What you need to do:
[1] In the Schottky diode passage, what forward voltage drop does the diode have?
[2] Edit the part of the Schottky diode passage that opens with the words containing "The diode has" and closes with "a  Schottky diode.", putting "important" in place of "noteworthy".
[3] Translate this sentence from the Schottky diode passage into Spanish: "A Schottky diode carrying current (If) of 5A with forward voltage drop (Vf) of 0.5V is used in a power converter."

--- start of Passage ---

The junction temperature ($T_j$) accounting only for conduction losses is $140\textdegree C$.​

Given:

A Schottky diode carrying current (If) of 5A with forward voltage drop (Vf) of 0.5V is used in a power converter.

The diode has junction to ambient thermal resistance $R_{th}_{ja}$=40deg.C/W and operating at ambient temperature $T_a$ = 40deg.C.

To Find:

The junction temperature ($T_j$) accounting only for conduction losses.​

Explanation:

The following points are noteworthy for a  Schottky diode.

• The conduction losses appears as the power dissipated in the diode.
• The power dissipated in the diode is the product of the square of the current and the diode resistance.
• The power dissipated in the diode is the difference between the temperature at its junction and the ambient temperature divided by the thermal resistance.

--- end of Passage ---
--- start of Extracted records ---

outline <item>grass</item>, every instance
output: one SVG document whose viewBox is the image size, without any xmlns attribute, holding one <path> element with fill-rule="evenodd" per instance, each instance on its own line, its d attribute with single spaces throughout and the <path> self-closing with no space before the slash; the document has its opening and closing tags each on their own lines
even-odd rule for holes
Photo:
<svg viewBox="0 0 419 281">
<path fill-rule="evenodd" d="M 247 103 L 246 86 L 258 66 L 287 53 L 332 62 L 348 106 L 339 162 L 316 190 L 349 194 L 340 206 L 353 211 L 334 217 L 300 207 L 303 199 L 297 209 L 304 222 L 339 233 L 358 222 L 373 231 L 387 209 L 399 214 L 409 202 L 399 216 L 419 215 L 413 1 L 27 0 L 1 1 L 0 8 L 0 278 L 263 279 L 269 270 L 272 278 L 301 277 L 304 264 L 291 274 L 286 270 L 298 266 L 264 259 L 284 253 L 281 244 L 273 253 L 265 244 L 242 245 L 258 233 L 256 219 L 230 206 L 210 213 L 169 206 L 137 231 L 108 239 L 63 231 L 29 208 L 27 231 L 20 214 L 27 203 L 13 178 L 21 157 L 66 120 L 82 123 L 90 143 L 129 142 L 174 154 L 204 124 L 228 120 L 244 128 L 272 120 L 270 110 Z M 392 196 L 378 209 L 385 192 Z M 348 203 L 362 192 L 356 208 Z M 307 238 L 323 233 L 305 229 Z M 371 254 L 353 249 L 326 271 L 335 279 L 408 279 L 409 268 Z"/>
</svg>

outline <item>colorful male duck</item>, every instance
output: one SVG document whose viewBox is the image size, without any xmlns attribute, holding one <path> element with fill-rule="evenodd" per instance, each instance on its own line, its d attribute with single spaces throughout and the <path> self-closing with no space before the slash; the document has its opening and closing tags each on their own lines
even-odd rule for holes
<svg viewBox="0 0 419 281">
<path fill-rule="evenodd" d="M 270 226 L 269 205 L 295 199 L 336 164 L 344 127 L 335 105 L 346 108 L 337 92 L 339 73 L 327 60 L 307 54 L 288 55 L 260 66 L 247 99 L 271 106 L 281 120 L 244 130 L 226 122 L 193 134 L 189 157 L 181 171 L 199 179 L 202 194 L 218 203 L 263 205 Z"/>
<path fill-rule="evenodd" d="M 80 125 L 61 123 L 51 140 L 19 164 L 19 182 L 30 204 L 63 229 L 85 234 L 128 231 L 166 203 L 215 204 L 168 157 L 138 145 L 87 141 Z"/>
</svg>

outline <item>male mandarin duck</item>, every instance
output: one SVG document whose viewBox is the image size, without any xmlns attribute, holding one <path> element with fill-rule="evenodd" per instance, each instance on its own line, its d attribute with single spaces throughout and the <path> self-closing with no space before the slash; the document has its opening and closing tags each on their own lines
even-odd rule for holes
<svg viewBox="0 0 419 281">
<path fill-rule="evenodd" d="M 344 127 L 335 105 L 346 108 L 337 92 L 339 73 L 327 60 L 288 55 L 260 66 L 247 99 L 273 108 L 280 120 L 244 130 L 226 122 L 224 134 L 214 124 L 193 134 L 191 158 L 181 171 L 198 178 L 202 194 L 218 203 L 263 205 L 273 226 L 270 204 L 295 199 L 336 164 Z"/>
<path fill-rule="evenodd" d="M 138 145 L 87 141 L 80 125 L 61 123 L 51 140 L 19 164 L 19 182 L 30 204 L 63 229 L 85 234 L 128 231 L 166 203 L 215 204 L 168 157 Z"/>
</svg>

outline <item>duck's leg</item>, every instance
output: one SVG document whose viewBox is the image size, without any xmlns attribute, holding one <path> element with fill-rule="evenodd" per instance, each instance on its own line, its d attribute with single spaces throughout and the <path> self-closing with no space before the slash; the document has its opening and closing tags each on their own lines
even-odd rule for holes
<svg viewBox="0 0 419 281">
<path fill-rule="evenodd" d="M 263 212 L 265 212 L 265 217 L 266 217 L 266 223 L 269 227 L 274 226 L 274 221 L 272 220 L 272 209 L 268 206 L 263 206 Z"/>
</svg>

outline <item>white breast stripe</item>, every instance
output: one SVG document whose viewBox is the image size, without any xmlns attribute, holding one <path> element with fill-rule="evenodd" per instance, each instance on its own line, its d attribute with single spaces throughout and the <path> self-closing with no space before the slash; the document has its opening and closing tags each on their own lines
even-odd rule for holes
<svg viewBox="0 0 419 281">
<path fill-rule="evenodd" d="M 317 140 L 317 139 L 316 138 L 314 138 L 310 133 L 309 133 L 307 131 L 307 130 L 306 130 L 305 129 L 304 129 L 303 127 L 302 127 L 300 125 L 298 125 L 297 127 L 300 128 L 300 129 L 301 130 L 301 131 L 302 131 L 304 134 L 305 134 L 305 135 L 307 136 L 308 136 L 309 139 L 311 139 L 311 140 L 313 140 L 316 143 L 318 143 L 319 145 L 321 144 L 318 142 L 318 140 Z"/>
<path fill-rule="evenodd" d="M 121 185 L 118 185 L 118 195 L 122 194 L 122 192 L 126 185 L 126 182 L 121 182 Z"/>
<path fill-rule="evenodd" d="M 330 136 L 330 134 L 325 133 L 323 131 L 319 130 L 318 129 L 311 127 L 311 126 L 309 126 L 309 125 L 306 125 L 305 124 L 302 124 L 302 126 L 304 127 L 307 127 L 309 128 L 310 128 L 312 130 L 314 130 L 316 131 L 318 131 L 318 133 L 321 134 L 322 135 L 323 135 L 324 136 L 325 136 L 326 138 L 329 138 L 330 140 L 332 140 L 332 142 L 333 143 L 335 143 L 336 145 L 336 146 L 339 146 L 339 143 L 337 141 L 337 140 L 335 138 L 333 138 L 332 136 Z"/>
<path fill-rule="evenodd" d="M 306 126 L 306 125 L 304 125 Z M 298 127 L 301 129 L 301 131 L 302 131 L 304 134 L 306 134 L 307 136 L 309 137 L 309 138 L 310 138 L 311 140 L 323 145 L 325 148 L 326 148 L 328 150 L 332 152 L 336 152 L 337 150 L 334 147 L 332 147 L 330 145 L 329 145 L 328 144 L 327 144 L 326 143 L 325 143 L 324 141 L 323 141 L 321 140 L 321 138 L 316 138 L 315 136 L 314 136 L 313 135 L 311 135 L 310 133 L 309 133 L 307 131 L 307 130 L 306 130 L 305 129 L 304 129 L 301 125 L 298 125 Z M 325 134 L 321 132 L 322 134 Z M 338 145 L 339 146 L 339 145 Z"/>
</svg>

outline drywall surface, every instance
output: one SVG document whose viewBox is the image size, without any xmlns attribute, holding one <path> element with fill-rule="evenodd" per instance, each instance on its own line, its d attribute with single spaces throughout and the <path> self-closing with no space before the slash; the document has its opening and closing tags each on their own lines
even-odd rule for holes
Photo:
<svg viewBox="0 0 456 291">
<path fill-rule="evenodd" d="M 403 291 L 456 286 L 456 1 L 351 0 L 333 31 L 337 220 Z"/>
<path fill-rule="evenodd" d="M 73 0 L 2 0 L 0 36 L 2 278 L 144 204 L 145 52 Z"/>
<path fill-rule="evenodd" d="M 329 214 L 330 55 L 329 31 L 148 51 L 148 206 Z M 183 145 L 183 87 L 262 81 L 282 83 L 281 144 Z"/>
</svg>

--- end of Extracted records ---

Full solutions:
[1] 0.5V

[2]
The diode has junction to ambient thermal resistance $R_{th}_{ja}$=40deg.C/W and operating at ambient temperature $T_a$ = 40deg.C.

To Find:

The junction temperature ($T_j$) accounting only for conduction losses.​

Explanation:

The following points are important for a  Schottky diode.

[3] En un convertidor de potencia se utiliza un diodo Schottky que conduce una corriente (If) de 5 A con una caída de tensión directa (Vf) de 0,5 V.